> **What the task requires**: Could you reproduce all of these records exactly?

> **Exercise data**:
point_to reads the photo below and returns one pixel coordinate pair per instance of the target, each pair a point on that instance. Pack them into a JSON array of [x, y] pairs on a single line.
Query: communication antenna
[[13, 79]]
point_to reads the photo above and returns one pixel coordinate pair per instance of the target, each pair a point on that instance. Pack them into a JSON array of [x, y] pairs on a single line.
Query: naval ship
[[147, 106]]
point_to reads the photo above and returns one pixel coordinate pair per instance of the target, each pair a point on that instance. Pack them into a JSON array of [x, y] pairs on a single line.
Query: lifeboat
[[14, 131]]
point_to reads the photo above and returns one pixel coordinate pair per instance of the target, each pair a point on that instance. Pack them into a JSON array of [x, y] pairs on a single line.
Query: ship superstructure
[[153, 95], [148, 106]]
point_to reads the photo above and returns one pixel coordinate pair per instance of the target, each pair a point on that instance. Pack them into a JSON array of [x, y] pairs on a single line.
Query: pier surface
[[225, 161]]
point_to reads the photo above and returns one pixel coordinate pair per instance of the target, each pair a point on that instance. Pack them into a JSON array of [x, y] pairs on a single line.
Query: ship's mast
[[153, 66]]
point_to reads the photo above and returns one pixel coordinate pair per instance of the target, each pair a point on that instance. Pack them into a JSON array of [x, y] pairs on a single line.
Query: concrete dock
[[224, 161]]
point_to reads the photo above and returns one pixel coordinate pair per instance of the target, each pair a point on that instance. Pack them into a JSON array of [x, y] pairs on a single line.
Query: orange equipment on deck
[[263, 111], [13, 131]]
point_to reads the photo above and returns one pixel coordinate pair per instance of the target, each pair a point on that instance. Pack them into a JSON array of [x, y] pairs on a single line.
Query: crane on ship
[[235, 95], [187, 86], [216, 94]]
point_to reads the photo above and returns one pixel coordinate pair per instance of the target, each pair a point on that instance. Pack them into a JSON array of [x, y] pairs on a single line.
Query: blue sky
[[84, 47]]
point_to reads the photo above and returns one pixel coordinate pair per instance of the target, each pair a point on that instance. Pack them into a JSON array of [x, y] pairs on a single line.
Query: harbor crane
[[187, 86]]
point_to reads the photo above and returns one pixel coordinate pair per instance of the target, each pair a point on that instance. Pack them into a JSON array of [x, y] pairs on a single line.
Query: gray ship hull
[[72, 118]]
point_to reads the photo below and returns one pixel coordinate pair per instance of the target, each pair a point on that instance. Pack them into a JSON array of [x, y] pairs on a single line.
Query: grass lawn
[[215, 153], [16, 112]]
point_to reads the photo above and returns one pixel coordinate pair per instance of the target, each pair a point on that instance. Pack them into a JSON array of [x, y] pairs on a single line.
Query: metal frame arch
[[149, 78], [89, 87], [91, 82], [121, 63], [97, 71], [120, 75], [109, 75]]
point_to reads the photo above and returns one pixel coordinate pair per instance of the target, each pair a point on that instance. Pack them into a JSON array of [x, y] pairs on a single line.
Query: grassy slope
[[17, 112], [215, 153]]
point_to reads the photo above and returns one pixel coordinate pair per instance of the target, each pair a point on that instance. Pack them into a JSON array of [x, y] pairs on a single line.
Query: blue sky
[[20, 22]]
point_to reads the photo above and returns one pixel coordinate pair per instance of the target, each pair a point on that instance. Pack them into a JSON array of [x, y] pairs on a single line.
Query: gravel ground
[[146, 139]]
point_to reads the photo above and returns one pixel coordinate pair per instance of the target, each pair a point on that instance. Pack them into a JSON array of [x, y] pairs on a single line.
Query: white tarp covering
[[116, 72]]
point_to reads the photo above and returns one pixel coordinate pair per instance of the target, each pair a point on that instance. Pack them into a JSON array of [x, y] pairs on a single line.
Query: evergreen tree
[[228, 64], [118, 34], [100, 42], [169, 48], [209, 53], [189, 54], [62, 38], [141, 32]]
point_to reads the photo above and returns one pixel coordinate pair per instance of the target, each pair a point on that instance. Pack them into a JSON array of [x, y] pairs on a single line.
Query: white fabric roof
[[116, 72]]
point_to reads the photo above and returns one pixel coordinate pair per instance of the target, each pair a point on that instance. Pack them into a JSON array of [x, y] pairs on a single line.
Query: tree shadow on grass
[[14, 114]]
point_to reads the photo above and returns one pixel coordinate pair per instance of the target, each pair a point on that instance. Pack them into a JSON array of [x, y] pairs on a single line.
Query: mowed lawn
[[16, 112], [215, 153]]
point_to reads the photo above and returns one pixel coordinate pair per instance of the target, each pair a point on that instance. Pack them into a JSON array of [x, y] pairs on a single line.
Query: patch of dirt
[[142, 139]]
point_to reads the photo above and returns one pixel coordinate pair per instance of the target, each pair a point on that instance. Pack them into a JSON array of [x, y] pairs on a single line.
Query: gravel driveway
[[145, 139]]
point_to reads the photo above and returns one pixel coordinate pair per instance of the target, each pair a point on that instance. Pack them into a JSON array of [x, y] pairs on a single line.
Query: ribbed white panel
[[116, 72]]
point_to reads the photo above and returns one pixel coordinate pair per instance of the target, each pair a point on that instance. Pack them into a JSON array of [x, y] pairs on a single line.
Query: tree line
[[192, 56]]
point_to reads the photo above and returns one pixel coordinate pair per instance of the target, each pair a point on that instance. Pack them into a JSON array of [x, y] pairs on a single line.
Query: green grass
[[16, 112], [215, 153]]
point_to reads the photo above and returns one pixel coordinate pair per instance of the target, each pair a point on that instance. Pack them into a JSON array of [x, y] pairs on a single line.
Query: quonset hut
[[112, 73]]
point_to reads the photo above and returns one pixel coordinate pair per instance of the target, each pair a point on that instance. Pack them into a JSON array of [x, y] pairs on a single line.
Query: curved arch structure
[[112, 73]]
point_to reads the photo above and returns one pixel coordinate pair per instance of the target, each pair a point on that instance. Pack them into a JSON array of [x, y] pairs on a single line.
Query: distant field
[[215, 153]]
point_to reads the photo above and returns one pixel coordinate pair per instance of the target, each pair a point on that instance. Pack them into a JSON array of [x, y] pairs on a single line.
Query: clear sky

> **Solution**:
point_to reads the photo below and returns one pixel coordinate pair per instance of the target, each pair a point on that instance. Pack them into a JSON array of [x, y] pairs on a single line.
Query: communication antenna
[[13, 79]]
point_to reads the photo above and returns one pixel coordinate pair per instance of the target, each pair a point on that instance. Pack them into a JSON array of [x, y] pairs on a single line.
Query: naval ship
[[147, 106]]
point_to reads the photo above and returns one pixel coordinate pair per instance of the target, each pair a point on that instance. Pack them into a JSON array of [x, y] pairs on a single line.
Query: lifeboat
[[14, 131]]
point_to reads the photo above and returns one pixel coordinate pair per instance of the target, each pair a point on that instance. Pack them into a JSON array of [x, y] pairs on a single line.
Query: ship superstructure
[[153, 95], [148, 106]]
point_to reads the photo above and returns one pixel coordinate pair per instance of the target, each pair a point on that instance. Pack them into a JSON array of [x, y] pairs on a single line.
Query: pier surface
[[225, 161]]
point_to reads the photo above and returns one pixel coordinate pair per instance of the target, each pair a point on that instance. Pack them into a JSON array of [x, y] pairs on a single line.
Query: ship's mast
[[153, 66]]
point_to reads the photo above and returns one pixel coordinate pair per instance of the target, each pair a point on that instance. Pack them into a JSON array of [x, y] pairs on a single line.
Query: concrete dock
[[224, 161]]
point_to reads the photo above and returns one pixel coordinate pair per instance of the target, each pair a point on that instance. Pack them into a JSON array of [x, y] pairs on a single line.
Query: orange equipment on deck
[[263, 111], [13, 131]]
point_to reads the photo above and returns one pixel coordinate pair per instance of the target, each pair a point on that instance. Pack them into a JSON array of [x, y] pairs on a single line.
Query: crane on ship
[[235, 95], [187, 86], [216, 94]]
point_to reads the photo above and returns one pixel coordinate pair per instance of the target, each pair a point on that instance. Pack them into a JSON array of [x, y] pairs on a single line.
Query: blue sky
[[84, 47]]
point_to reads the photo above and returns one pixel coordinate pair per instance of the target, each pair a point on that instance. Pack them into a JSON array of [x, y] pairs on a single line.
Query: harbor crane
[[187, 86]]
point_to reads the photo above and returns one pixel coordinate pair per instance of the target, each pair a point on that instance. Pack them into a JSON array of [x, y] pairs on a single line.
Query: gray ship hull
[[72, 118]]
point_to reads the photo below and returns one pixel coordinate pair per instance of the target, each pair a point on that instance. Pack them into a JSON array of [x, y] pairs on a single line.
Query: grass lawn
[[215, 153], [16, 112]]
point_to reads the photo above and returns one pixel coordinate pair per instance of the target, each pair a point on that instance. Pack them into a JSON array of [x, y] pairs on a single line.
Query: metal frame arch
[[149, 78], [89, 87], [91, 82], [121, 63], [97, 71], [120, 75], [109, 75]]
point_to reads the photo above and returns one pixel coordinate pair per instance of the target, each pair a point on that instance. Pack them into a JSON array of [x, y] pairs on a single line.
Query: grassy slope
[[17, 112], [215, 153]]
point_to reads the photo above and returns one pixel coordinate pair per instance of the target, each pair a point on that instance. Pack them into a JSON array of [x, y] pairs on a single line.
Query: blue sky
[[20, 22]]
point_to reads the photo above and returns one pixel coordinate pair per instance of the target, each pair a point on that instance. Pack them into a JSON array of [x, y] pairs on a single line.
Query: gravel ground
[[146, 139]]
point_to reads the photo above and returns one pixel coordinate pair per instance of the target, each pair a point on that instance. Pack them into a JSON array of [x, y] pairs on a single line.
Query: white tarp covering
[[116, 72]]
point_to reads the photo above and returns one pixel coordinate pair per instance of the target, each pair a point on that instance. Pack them into a JSON array of [x, y] pairs on a single line.
Query: evergreen tree
[[228, 64], [118, 34], [100, 42], [169, 48], [209, 53], [189, 54], [62, 38], [141, 32]]
point_to reads the photo above and returns one pixel coordinate pair per instance of the target, each pair a point on that instance. Pack them into a JSON array of [x, y] pairs on a single line.
Query: white fabric roof
[[116, 72]]
point_to reads the photo above and returns one pixel coordinate pair per instance of the target, each pair a point on that instance. Pack them into a JSON array of [x, y] pairs on a single line.
Query: tree shadow on grass
[[14, 114]]
point_to reads the photo above and returns one pixel coordinate pair per instance of the target, each pair a point on that instance. Pack them into a JSON array of [x, y] pairs on a single line.
Query: mowed lawn
[[16, 112], [215, 153]]
point_to reads the photo above and returns one pixel coordinate pair per instance of the target, each pair a point on that instance. Pack them into a JSON array of [x, y] pairs on a single line.
Query: patch of dirt
[[142, 139]]
point_to reads the photo above and returns one pixel coordinate pair per instance of the target, each pair a point on that instance. Pack them into a JSON array of [x, y] pairs on a single line.
Query: gravel driveway
[[145, 139]]
point_to reads the photo above and returns one pixel coordinate pair per instance of the target, each pair a point on that instance. Pack them into a JSON array of [x, y] pairs on a single line.
Query: ribbed white panel
[[116, 72]]
point_to reads the photo above and returns one pixel coordinate pair per instance of the target, each pair a point on that instance. Pack them into a JSON array of [x, y] pairs on a single line.
Query: tree line
[[192, 56]]
point_to reads the photo above and returns one pixel coordinate pair per instance of the target, each pair a point on that instance. Pack them into a JSON array of [x, y] pairs on a single line.
Query: green grass
[[16, 112], [215, 153]]
point_to reads the photo above and returns one pixel coordinate pair per instance of the target, each pair a point on that instance. Pack them into a JSON array of [x, y] pairs on a single line.
Query: quonset hut
[[112, 73]]
point_to reads the photo above and returns one pixel coordinate pair per instance of the target, each pair a point on that instance. Pack them into a JSON array of [x, y] pairs on a single line.
Query: curved arch structure
[[112, 73]]
point_to reads the photo above and returns one pixel coordinate pair per instance of the target, each pair a point on that instance. Pack them into a JSON array of [x, y] pairs on a single line.
Query: distant field
[[215, 153]]
point_to reads the photo above and returns one pixel coordinate pair per instance of the target, each pair a point on that instance. Pack them into a JSON array of [x, y] pairs on a single line.
Query: clear sky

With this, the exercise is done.